Installation

You will need conda installed on your computer.

We create a fresh environment with python 3.10 and the required dependencies (samtools, minimap2, and bwa-mem2 for the mapping commands, BLAST+ for repeat detection):

conda create -n thebigbam -c conda-forge -c bioconda python=3.10 samtools=1.23 minimap2=2.30 bwa-mem2=2.3 blast=2.17
conda activate thebigbam

We then install thebigbam via pip in this environment:

python3.10 -m pip install thebigbam

Check installation succeeded

Check main command works:

thebigbam -h

You can download the tests directory from the git repository to assess your installation:

git clone --filter=blob:none --sparse https://github.com/bhagavadgitadu22/theBIGbam
cd theBIGbam
git sparse-checkout set tests

Then check the calculate command works:

thebigbam calculate \
 -g tests/HK97/HK97_GCF_000848825.1_pharokka.gbk \
 -b tests/HK97/ \
 -o tests/HK97/test.db

Finally visualize interactively the test data:

thebigbam serve --db tests/HK97/test.db --port 5006

Open browser to http://localhost:5006 to see the visualization. If working from a remote server, see the Visualisation section.

_____

_Exercise set_
a) In the theBIGbam installation instructions, which Python version does the new conda environment use?
b) Continue the theBIGbam installation instructions from their last sentence.

_Extracted material_

_____

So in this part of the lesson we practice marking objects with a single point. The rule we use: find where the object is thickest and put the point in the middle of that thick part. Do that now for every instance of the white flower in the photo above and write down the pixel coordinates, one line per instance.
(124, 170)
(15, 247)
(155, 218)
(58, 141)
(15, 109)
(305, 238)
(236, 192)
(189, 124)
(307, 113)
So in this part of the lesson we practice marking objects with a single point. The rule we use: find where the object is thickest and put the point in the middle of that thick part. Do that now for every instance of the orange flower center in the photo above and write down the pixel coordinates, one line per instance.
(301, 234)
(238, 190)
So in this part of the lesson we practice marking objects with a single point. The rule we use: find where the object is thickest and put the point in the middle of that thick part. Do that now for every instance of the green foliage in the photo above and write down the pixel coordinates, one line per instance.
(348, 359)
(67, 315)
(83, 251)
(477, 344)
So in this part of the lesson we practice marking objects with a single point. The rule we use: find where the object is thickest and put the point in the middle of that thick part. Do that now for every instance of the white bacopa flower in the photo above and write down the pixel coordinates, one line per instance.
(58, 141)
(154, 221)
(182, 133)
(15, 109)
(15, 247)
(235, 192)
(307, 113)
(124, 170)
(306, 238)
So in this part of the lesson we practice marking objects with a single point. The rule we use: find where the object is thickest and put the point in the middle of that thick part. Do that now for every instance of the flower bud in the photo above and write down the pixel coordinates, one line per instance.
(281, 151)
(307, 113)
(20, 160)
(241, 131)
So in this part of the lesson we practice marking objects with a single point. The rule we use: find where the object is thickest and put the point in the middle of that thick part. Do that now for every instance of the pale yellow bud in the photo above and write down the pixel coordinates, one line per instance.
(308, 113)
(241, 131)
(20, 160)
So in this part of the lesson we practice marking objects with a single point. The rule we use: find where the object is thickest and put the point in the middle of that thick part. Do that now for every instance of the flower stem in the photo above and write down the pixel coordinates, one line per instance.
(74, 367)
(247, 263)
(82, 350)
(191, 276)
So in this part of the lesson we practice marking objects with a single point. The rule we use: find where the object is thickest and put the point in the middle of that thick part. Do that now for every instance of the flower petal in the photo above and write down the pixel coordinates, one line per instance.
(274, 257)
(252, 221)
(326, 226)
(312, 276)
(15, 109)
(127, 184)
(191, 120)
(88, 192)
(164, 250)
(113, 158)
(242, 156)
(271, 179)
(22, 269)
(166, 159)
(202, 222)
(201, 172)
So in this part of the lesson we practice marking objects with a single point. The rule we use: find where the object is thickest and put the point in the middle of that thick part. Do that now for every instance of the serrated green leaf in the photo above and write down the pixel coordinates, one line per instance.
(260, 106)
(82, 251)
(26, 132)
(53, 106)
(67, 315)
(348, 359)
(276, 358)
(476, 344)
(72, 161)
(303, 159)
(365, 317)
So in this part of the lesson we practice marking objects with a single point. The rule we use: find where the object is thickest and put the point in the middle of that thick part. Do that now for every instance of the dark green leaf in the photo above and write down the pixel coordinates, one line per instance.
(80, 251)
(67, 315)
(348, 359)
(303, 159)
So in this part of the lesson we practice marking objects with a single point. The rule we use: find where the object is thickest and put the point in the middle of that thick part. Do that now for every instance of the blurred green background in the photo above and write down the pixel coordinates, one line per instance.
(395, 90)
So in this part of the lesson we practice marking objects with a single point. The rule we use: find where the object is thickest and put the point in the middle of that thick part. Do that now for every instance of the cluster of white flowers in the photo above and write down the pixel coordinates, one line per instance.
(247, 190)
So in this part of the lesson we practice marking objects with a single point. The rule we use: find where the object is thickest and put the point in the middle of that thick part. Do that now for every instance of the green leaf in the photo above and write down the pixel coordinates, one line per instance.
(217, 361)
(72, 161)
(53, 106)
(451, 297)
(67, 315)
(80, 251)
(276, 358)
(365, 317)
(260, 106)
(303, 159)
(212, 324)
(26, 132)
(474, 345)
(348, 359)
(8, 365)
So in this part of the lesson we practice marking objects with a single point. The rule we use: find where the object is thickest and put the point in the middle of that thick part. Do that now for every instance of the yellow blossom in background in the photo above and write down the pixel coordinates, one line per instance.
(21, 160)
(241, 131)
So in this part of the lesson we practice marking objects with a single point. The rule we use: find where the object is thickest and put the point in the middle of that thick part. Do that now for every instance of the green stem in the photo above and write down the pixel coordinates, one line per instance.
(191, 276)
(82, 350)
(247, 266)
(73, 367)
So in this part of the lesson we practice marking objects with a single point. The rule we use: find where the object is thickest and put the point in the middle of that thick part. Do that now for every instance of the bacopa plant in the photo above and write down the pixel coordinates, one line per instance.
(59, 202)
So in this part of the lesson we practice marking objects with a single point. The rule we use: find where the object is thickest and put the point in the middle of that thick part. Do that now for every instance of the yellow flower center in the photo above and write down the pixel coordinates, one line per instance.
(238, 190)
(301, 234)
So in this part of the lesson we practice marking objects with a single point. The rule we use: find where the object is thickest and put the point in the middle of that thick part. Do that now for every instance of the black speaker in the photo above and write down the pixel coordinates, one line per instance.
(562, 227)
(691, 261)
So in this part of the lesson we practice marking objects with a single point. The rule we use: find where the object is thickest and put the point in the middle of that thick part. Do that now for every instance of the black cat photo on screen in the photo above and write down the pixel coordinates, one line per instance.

_____

_Solved tasks_
a) Python 3.10.

b)
Main usage

TheBIGbam consists of 3 main steps:

(optional) Generation of alignment files for your samples with circular-genome support
Generation of a DuckDB database summarizing your genomic and mapping files with Rust
Interactive visualization of the DuckDB database content using Python and Bokeh

Quick usage with HK97 test data

# only available if you downloaded the mapping dependencies
thebigbam mapping-per-sample \
  -r1 tests/HK97/HK97_R1_illumina.fastq.gz \
  -r2 tests/HK97/HK97_R2_illumina.fastq.gz \
  -a tests/HK97/HK97_GCF_000848825.1.fasta \
  --circular -o tests/HK97/HK97_illumina_circular.bam

thebigbam calculate \
  -b tests/HK97 \
  -g tests/HK97/HK97_GCF_000848825.1_pharokka.gbk \
  -m coverage,misalignment \
  -o tests/HK97/HK97.db \
  -t 4

thebigbam serve --db tests/HK97/HK97.db --port 5006

For more complex examples see the usage page.

Database computation

thebigbam calculate command converts large BAM files and associated annotated assemblies into a compact, queryable DuckDB database.

Example command to compute the database for a single sample containing paired-end short reads mapped to the reference genome of phage HK97:

thebigbam calculate  
-b tests/HK97  
-g tests/HK97/HK97_GCF_000848825.1_pharokka.gbk  
-m coverage,misalignment  
-o tests/HK97/HK97.db  
-t 4

For more complex examples see the usage page.

What input files do I need?

You need to provide at least one of the following:

BAM mapping files (-b)
A GenBank annotation file (-g)

If only an annotation file is provided, contig-level data (annotations, GC content, repeats) is calculated without any sample-level mapping features.

If only BAM files are provided, an assembly file of contigs (FASTA format) can be supplied with -a to allow the computation of sequence-dependent, mapping-derived features.

Alignment files

Parameter: --bam_files DIRECTORY, short-version -b

Your mapping files need to be sorted BAM files with MD tags. If you have mapping files but not in the right format, SAMtools is your friend!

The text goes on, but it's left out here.